■ **本文**:
'''

1990年代以降、世界は「ジェンダー主流化」を合言葉に、根強く残る男女格差の解消を進めてきました。「ジェンダー主流化」とは、あらゆる分野で、計画、法律、政策などをジェンダーの視点でとらえ直し、すべての人の人権を支える仕組みを根底からつくり直していくことです。
わが党はこの立場から、本市の課長級以上全体に占める女性の割合を大幅に増やすこと、市内事業所が男女別の賃金を調査・公表し、その是正計画策定を義務づける条例の制定などを求めましたが、市長は全く応じませんでした。そもそも市長の市政運営方針には、ジェンダーの「ジェ」の字さえもなかったのであります。
また、「性教育の手引き」については、15年前に教育委員会が作成してそのままになっており、LGBTQ+についての記述もなく、人権や科学的視点から性をとらえる包括的性教育の視点もありません。わが党はジェンダー平等の立場から見直すよう求めましたが、教育長は一言一句変更を認めませんでした。なぜそこまでかたくなに拒むのか、あまりにも不自然と言わねばなりません。
深刻な性暴力である痴漢被害についてわが党はジェンダー平等を求める立場から、この根絶を市政の課題とするよう提起しましたが、驚くべきことに、市民局長は性犯罪の総数を示すだけで、痴漢被害が一体市内でどれほど起きているのか、その数すらつかんでいないことが、審議を通じて浮き彫りになりました。福岡市は、SDGs関連事業における「ジェンダー平等」の課題の一つとして、「性犯罪被害防止啓発の強化」を位置づけていますが、市のホームページでも依然として性暴力について偏ったイメージにもとづいた、自己防衛中心のキャンペーンが展開されていることが本委員会におけるわが党の質疑で明らかになりました。市の防犯条例についても、性暴力や痴漢をふくむ犯罪について「自らの安全は自らで守る」という自己責任の原則を掲げたままになっております。
コロナ対応についてはどうでしょうか。
まん延防止等重点措置は解除されましたが、いわゆる第6波の感染者数は昨年の第5波を大きく上回って過去最多にのぼり、高齢者に感染が広がる中で死者数も8000人以上とこれまでで最悪となりました。この傾向は福岡県でも顕著に現れました。
21日付の西日本新聞では、福岡市民病院の医師のコメントを紹介し、「症状が悪化し搬送されてきた高齢患者のほとんどが3回目のワクチンが未接種だったことから『とにかく早く打つことが悪化を防ぐ一番の手だてになる』と助言」したことが明らかにされています。しかし、福岡市では高齢者の3回目の接種率は2月末の段階で5割台にとどまっていました。
さらに、同じ記事で、福岡市の有料老人ホームで入居者が次々発熱しPCR検査の検体を採取したものの、検査機関がパンクして結果が出るのに4日かかり、その間に基礎疾患のあった90代男性が肺炎で亡くなったとされています。わが党はこの第1回定例会の質疑の中で、検査数についても目標を持って抜本的に増やすよう求めましたが、市長は応じなかったのであります。ここでもワクチン接種や検査の体制を見直すことを市長は拒みました。
以上見てきたように、気候危機打開、ジェンダー平等、コロナ対応という政治的立場を超えてわが党が見直しを求めた3つの課題について、市長はいずれも否定的な態度を取っております。
これに加えて、2点指摘いたします。

'''

■ **データ一覧**:

'''

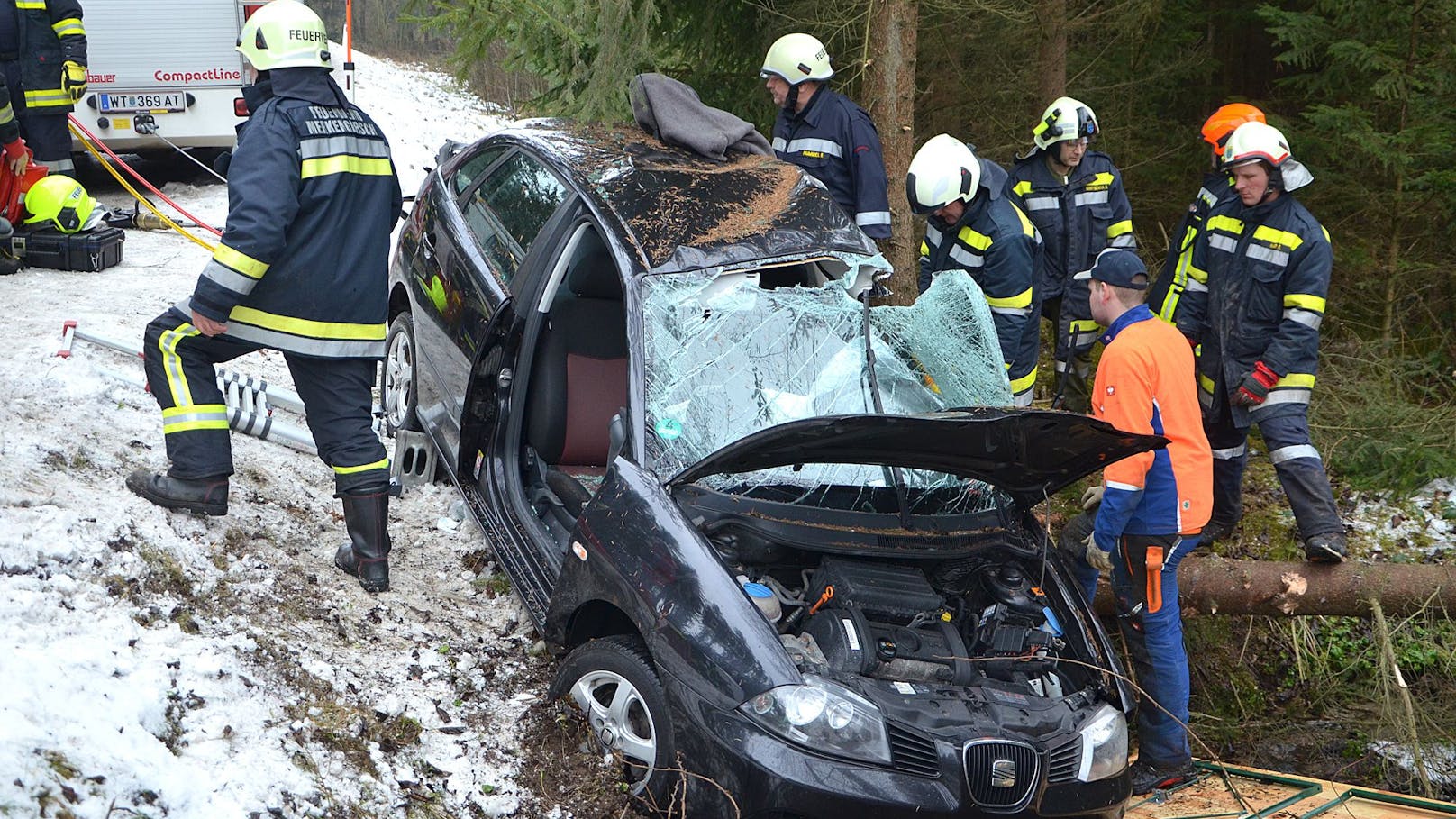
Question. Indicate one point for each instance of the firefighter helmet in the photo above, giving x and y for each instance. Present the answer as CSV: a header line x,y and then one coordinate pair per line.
x,y
1065,118
1224,122
60,202
1260,141
284,34
942,171
796,57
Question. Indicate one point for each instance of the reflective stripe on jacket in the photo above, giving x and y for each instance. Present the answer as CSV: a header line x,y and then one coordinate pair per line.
x,y
1179,296
1269,274
834,141
1144,385
51,32
1078,219
999,247
303,264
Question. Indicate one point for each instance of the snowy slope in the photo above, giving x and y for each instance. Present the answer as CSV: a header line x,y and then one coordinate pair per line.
x,y
165,665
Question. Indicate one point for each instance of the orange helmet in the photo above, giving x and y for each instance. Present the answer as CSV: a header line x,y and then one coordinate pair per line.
x,y
1216,129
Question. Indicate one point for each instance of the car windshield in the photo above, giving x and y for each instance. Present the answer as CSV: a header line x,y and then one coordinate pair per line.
x,y
727,356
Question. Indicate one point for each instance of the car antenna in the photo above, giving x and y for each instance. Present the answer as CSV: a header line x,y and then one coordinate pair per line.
x,y
893,476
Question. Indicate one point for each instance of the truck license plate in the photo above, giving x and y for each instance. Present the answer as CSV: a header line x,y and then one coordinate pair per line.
x,y
127,103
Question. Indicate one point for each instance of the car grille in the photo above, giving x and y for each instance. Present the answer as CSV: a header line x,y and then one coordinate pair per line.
x,y
1065,761
912,752
1001,774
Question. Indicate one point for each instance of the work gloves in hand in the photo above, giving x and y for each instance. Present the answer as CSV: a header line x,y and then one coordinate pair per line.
x,y
73,79
1255,387
1096,557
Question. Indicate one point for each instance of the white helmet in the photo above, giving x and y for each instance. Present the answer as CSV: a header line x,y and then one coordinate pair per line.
x,y
796,57
1260,141
1063,120
284,34
942,171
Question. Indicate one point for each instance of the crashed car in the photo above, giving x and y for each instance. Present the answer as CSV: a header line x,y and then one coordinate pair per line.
x,y
782,540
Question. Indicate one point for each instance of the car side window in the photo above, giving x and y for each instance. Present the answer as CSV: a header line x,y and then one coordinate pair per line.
x,y
510,207
474,168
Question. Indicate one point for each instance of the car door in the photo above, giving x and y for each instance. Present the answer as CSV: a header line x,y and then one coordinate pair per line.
x,y
484,243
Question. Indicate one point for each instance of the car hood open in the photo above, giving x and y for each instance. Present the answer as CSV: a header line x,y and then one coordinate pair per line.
x,y
1030,453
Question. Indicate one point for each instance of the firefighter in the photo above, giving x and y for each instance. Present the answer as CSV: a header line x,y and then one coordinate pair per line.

'''

■ **取り組む課題**:
#1 本文の「さらに、同じ記事で」で始まる段落を、主な事実を残して箇条書きにまとめなさい。
#2 次の(a)〜(c)が本文の内容と合っているかどうかを「はい」か「いいえ」で答え、判断の決め手となる本文の語句を引用しなさい。(a)「性教育の手引き」は15年前に教育委員会が作成したものである。(b)第6波の死者数はそれまでの波より少なかった。(c)福岡市では2月末の段階で、高齢者の3回目の接種率が7割を超えていた。

■ **番号別解答**:
#1
- 同じ記事によると、福岡市の有料老人ホームで入居者が次々に発熱し、PCR検査の検体が採取された。
- 検査機関がパンクし、結果が出るまでに4日かかった。
- その間に、基礎疾患のあった90代男性が肺炎で亡くなった。
- わが党は第1回定例会の質疑で、目標を持って検査数を抜本的に増やすよう求めたが、市長は応じなかった。
- 市長はワクチン接種や検査の体制の見直しも拒んだ。

#2
(a) はい。「15年前に教育委員会が作成してそのままになっており」
(b) いいえ。「死者数も8000人以上とこれまでで最悪となりました」
(c) いいえ。「高齢者の3回目の接種率は2月末の段階で5割台にとどまっていました」